[Data listing]
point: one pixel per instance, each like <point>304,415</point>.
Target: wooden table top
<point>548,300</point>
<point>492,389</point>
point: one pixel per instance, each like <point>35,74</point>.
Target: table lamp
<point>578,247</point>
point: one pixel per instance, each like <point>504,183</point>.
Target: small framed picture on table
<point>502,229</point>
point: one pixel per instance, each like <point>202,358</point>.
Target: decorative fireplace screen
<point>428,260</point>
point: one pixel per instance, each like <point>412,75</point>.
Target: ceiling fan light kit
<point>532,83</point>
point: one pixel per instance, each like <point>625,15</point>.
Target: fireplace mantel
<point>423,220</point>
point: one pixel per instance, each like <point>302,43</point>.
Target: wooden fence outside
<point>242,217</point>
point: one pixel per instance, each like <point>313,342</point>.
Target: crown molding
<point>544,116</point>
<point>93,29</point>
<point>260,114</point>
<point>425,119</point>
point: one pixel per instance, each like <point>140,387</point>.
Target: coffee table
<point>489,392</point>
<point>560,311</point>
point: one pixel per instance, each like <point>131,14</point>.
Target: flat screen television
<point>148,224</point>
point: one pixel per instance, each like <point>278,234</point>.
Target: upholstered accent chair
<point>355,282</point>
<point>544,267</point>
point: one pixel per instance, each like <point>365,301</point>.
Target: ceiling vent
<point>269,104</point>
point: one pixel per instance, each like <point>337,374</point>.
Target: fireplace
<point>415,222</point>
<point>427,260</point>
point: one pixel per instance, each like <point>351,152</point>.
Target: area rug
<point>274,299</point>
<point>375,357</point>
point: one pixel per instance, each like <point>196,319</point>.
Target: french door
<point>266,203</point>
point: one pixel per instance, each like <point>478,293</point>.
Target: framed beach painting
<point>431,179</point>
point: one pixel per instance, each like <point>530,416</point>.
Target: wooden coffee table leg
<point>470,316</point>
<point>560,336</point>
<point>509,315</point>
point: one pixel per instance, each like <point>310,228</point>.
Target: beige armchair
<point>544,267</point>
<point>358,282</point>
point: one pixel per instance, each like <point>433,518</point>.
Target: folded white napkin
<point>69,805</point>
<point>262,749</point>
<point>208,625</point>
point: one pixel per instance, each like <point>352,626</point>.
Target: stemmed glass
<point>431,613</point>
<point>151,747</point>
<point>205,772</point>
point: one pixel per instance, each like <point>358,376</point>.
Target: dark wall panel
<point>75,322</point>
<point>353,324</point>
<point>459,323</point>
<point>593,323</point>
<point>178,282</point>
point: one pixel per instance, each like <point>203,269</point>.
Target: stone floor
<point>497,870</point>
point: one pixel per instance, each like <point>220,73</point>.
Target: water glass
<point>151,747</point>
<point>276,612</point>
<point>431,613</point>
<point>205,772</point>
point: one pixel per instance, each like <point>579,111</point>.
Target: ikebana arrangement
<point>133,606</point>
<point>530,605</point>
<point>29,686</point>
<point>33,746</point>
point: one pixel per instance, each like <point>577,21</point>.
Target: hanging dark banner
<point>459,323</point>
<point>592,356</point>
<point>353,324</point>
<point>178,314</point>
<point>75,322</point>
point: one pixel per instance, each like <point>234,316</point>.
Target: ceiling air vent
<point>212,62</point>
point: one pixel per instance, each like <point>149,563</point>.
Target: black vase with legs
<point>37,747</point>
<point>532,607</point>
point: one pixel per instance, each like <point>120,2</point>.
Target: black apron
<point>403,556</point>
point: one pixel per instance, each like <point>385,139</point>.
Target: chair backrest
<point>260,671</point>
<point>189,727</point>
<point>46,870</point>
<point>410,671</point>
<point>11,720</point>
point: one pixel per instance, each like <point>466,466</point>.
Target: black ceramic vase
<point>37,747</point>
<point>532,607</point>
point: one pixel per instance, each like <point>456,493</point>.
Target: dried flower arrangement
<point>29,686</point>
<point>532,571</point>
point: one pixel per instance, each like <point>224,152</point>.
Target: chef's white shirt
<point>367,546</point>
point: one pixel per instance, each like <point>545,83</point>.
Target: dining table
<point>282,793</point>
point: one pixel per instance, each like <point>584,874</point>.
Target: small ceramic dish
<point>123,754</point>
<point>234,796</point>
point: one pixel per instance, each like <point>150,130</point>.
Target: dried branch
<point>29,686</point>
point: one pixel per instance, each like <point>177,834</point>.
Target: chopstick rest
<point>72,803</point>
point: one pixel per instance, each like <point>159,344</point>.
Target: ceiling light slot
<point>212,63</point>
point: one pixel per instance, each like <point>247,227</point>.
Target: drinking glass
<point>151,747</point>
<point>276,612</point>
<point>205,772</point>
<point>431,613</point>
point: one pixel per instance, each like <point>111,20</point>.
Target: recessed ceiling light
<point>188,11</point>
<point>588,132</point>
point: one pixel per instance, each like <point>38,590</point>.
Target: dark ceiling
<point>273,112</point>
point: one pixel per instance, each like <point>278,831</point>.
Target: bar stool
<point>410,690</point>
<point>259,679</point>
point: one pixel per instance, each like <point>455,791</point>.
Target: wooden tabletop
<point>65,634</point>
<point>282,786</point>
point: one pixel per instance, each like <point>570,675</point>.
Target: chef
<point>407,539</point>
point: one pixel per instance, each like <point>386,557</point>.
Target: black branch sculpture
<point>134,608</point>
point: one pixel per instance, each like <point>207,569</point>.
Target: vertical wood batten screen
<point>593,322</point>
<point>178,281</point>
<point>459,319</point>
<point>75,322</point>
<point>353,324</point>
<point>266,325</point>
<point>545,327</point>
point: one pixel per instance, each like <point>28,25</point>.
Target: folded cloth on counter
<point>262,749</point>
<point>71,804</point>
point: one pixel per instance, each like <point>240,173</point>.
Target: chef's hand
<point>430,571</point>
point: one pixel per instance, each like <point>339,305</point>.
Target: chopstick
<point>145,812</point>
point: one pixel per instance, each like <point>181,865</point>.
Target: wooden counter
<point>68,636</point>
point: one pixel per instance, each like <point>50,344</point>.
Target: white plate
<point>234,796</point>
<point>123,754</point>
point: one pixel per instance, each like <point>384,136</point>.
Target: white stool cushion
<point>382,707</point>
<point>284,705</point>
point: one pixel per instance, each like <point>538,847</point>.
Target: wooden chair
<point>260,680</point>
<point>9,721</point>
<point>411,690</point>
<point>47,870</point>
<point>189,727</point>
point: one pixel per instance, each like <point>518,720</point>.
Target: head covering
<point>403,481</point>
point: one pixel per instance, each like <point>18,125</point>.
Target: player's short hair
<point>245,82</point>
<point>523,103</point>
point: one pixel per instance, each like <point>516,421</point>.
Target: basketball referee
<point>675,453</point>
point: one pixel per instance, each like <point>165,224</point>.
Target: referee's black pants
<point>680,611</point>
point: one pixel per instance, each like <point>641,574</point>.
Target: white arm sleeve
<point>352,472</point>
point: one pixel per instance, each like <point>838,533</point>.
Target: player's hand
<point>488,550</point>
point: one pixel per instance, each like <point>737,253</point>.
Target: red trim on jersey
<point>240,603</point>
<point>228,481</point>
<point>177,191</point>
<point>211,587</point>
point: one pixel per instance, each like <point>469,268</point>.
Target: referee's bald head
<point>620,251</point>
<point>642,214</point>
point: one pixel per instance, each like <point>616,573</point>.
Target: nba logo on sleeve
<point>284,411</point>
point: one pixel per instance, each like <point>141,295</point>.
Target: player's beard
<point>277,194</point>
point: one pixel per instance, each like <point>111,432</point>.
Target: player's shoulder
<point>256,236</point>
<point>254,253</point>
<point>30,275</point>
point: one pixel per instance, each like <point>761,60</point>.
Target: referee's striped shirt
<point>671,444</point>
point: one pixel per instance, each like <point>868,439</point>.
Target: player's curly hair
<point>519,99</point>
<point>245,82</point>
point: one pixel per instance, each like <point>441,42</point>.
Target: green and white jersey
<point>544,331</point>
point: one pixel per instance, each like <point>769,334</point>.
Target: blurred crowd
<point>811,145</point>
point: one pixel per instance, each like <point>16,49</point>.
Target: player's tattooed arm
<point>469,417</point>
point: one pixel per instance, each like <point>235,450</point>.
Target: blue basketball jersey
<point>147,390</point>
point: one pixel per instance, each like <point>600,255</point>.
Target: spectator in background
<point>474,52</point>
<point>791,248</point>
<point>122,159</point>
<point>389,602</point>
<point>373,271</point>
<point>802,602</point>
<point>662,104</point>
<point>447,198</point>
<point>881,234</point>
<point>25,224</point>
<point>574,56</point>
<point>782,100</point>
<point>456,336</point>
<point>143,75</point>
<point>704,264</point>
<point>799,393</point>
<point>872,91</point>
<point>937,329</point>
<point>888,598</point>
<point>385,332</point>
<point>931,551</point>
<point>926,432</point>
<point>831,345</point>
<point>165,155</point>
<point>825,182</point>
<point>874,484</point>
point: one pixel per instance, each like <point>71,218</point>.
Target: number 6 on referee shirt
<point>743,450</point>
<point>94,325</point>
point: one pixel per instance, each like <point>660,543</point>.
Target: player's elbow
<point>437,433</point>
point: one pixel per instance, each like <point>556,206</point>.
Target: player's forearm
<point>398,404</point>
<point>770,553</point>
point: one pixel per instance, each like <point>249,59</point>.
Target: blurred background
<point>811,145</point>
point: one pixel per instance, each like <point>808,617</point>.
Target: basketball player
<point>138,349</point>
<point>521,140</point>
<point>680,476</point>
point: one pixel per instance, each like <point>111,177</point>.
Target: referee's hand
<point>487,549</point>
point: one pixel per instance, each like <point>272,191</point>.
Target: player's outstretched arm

→ THE EXERCISE
Reproduce the rows word for word, beginning at the very first row and stopping after the line that contains "<point>428,260</point>".

→ EXPECTED ANSWER
point: one pixel per instance, each like <point>304,415</point>.
Target: wooden table top
<point>548,300</point>
<point>492,389</point>
point: one pixel per instance, each like <point>35,74</point>.
Target: table lamp
<point>578,247</point>
point: one pixel per instance, each like <point>504,183</point>.
Target: small framed picture on table
<point>502,229</point>
point: one pixel per instance, each like <point>202,358</point>.
Target: decorative fireplace screen
<point>428,260</point>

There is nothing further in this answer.